Reading passage
Average salaries for example have increased from $1,000 per annum in 2000 to nearly $4,000 in 2010. This increase, together with the cost of transporting goods to Europe and America, means that the cost base has increased significantly and importantly is likely to continue to increase.

A number of companies have invested in China principally on the basis of their low cost base.  The rising cost base though is causing concern for a number of companies.

Will they be able to switch production to other low cost locations such as Bangladesh or Vietnam? They probably will be able to but it could be costly.

Will they be able to pass on these cost increases to the end consumer by way of price increases? Given that we are only just starting to come out of recession my guess is that this will be challenging to say the least.

But does all of this really come as a surprise? With the explosion of globalisation over the last couple of decades and companies manufacturing in cheaper location or “off shoring” services then surely it’s simply a case of supply and demand.

If companies set up offshore operations in a certain territory which is renowned for having, for example, good quality cheap IT skills then when other companies join them there will be a surge in demand for these individuals and wages will increase.

It will take a number of years or even generations but some people’s view is that eventually there will be very similar wage levels wherever you are in the world.

Back to the increase in wages in China though and whilst this will be bad news for a number of companies there will also be companies that will benefit from the increase in local spending power. McDonalds for example are no doubt licking their lips in anticipation at all the Big Macs that could well be sold in China in the near future.

What the task requires
Which two low-cost locations does the passage on rising wages in China name as places where companies might move production?

Data provided
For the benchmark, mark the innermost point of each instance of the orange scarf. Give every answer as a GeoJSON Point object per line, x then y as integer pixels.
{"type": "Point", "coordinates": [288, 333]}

Exercise output
Bangladesh and Vietnam.